*** Begin section ***

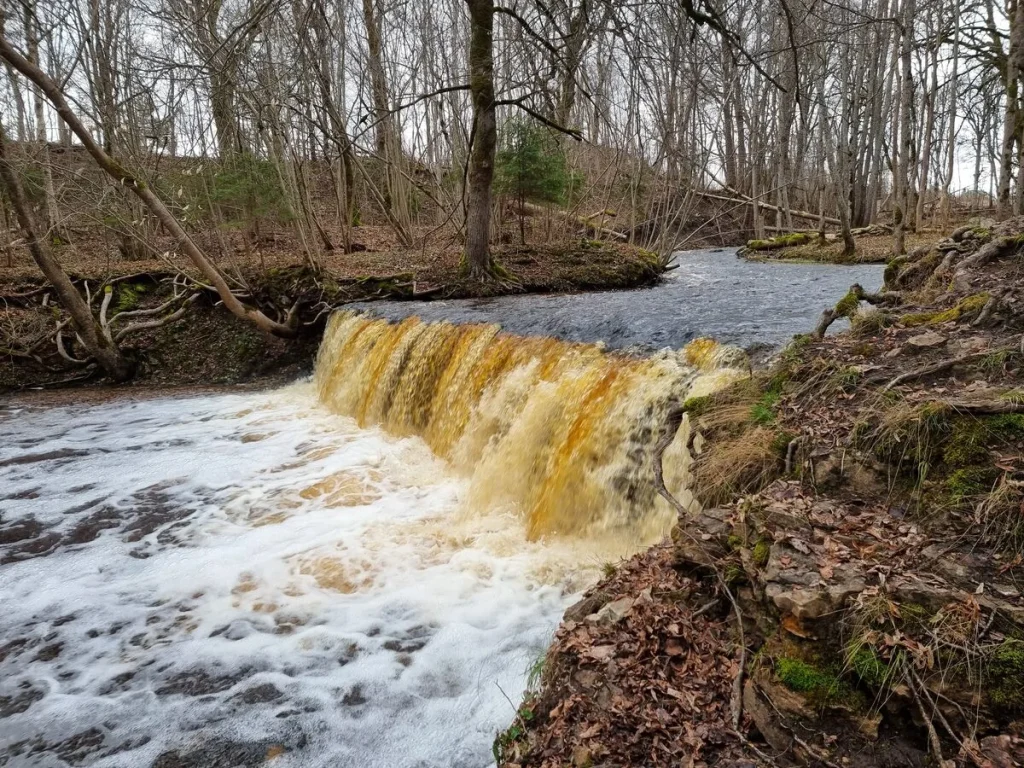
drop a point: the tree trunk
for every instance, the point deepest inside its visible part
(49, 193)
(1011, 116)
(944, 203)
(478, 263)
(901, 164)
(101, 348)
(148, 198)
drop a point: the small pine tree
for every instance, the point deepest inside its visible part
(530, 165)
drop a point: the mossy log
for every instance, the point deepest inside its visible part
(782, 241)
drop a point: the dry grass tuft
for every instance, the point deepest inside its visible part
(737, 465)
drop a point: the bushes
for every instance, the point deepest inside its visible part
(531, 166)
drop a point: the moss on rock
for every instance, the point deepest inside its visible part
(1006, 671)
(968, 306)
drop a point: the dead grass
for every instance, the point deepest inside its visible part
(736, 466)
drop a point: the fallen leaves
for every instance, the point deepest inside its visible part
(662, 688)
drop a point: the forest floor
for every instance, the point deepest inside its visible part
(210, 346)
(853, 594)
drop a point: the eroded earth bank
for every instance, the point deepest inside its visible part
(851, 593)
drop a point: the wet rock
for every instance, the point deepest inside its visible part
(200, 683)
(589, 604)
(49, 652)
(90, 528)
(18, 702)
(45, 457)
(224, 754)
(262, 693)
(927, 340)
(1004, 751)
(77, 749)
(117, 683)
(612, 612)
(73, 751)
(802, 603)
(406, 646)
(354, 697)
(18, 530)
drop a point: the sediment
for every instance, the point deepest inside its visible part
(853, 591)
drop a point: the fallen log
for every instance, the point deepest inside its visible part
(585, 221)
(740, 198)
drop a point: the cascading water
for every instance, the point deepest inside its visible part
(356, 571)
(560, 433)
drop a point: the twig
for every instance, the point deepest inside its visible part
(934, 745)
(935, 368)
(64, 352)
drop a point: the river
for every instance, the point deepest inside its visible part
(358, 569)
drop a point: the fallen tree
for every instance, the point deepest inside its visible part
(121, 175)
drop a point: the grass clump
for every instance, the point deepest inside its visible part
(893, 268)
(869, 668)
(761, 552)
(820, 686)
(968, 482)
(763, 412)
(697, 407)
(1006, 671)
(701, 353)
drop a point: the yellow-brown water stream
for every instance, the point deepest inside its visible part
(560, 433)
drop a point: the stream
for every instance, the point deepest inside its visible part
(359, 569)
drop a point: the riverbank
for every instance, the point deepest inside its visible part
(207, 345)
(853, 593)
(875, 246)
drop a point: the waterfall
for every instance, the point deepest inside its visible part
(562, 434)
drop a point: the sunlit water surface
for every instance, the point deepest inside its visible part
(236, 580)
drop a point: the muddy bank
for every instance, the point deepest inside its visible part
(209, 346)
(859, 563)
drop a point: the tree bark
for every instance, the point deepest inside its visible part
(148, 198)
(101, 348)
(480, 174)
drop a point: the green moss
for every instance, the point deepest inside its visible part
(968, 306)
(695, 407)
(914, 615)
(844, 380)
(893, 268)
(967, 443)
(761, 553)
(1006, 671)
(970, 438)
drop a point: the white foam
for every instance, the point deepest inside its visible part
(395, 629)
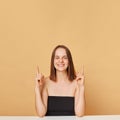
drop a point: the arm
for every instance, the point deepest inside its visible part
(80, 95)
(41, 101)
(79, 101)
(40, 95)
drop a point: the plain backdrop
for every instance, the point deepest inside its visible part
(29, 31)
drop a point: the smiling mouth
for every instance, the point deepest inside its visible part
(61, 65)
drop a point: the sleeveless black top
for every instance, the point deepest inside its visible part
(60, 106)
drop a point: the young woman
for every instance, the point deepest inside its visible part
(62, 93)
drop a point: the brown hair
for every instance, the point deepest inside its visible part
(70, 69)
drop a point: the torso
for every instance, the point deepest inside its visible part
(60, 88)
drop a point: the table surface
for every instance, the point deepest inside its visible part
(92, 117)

*** End section ***

_What the task requires_. Give back all entries exactly. No pictures belong in the copy.

_Answer to the problem_.
drop a point: the tree trunk
for every instance, the point deepest inside its visible part
(49, 193)
(1011, 116)
(944, 203)
(478, 263)
(901, 164)
(101, 348)
(148, 198)
drop a point: the small pine tree
for every instance, the point deepest inside its visible part
(530, 165)
drop a point: the mossy log
for every instance, the point deepest inside its visible part
(782, 241)
drop a point: the dry grass tuft
for every instance, the point deepest inside its visible part
(737, 465)
drop a point: the bushes
for every instance, the point deepest inside its visible part
(531, 166)
drop a point: the moss on rock
for every instance, the point deepest inside its visible part
(1006, 671)
(968, 306)
drop a point: the dead grass
for every instance, the point deepest inside its visible part
(736, 466)
drop a point: the fallen leaves
for every instance, the point deepest inside its visible part
(662, 688)
drop a point: the forest floor
for every instance, the point deepest inside its visible part
(210, 346)
(853, 594)
drop a point: the eroded earth bank
for every instance, the point deepest inside its visible part
(851, 593)
drop a point: the wet rock
for every instance, the point deepest inside its visible part
(200, 683)
(589, 604)
(49, 652)
(90, 528)
(18, 702)
(45, 457)
(224, 754)
(262, 693)
(927, 340)
(1004, 751)
(77, 749)
(117, 683)
(612, 612)
(73, 751)
(802, 603)
(406, 646)
(354, 697)
(18, 530)
drop a point: the sediment
for every instance, the point deepest inside its visible part
(853, 591)
drop a point: the fallen log
for every instance, the point deepest inside its visible part
(585, 221)
(740, 198)
drop a point: the cascading water
for every instance, the point deepest inside its visible part
(356, 571)
(560, 433)
drop a point: the twig
for every instance, the point deepest inside its visible part
(934, 745)
(935, 368)
(64, 352)
drop a point: the river
for every instance, the point deepest inside its visible part
(358, 569)
drop a point: the fallen tree
for every instance, the point deepest inside its visible part
(121, 175)
drop a point: the grass clump
for every instance, the point deepest inside its visible part
(893, 268)
(869, 668)
(761, 552)
(820, 686)
(968, 482)
(763, 412)
(697, 407)
(1006, 671)
(701, 353)
drop a point: the yellow-brown water stream
for every instance, the point deepest inside its visible part
(560, 433)
drop a point: the stream
for every instance, the point deepest inside its visible part
(359, 569)
drop a point: the riverbank
for every instance, the point deepest inside its visible part
(207, 345)
(853, 593)
(875, 246)
drop a point: the waterfall
for every instance, the point deepest inside its visible part
(562, 434)
drop a point: the sunlit water surface
for every instance, the point deepest inside its visible part
(236, 580)
drop a point: the muddy bank
for every instance, the point deepest inside its visible part
(209, 346)
(859, 563)
drop a point: the tree bark
for every instance, the point deepest inside its visible part
(148, 198)
(101, 348)
(480, 174)
drop a point: the green moss
for every instance, the point deepest inside its visible part
(968, 306)
(695, 407)
(914, 615)
(844, 380)
(893, 268)
(967, 443)
(761, 553)
(1006, 671)
(970, 438)
drop a point: the white foam
for every instance, the point deepest inside its visible part
(395, 629)
drop a point: the arm
for every instance, the point deepest inside its visible part
(80, 95)
(41, 101)
(79, 101)
(40, 95)
drop a point: the plain backdrop
for every instance, the point deepest inside its visible part
(29, 31)
drop a point: the smiling mouth
for every instance, the point deepest inside its visible part
(61, 65)
drop a point: the sleeveless black top
for every instance, the point deepest inside its visible part
(60, 106)
drop a point: the young woman
for every instance, the point deepest inside its visible part
(62, 93)
drop a point: the brown hair
for every instance, the point deepest inside its visible part
(70, 69)
drop a point: the torso
for every instance, the point deepest inside its visible part
(60, 88)
drop a point: the table surface
for every instance, the point deepest inside its visible part
(92, 117)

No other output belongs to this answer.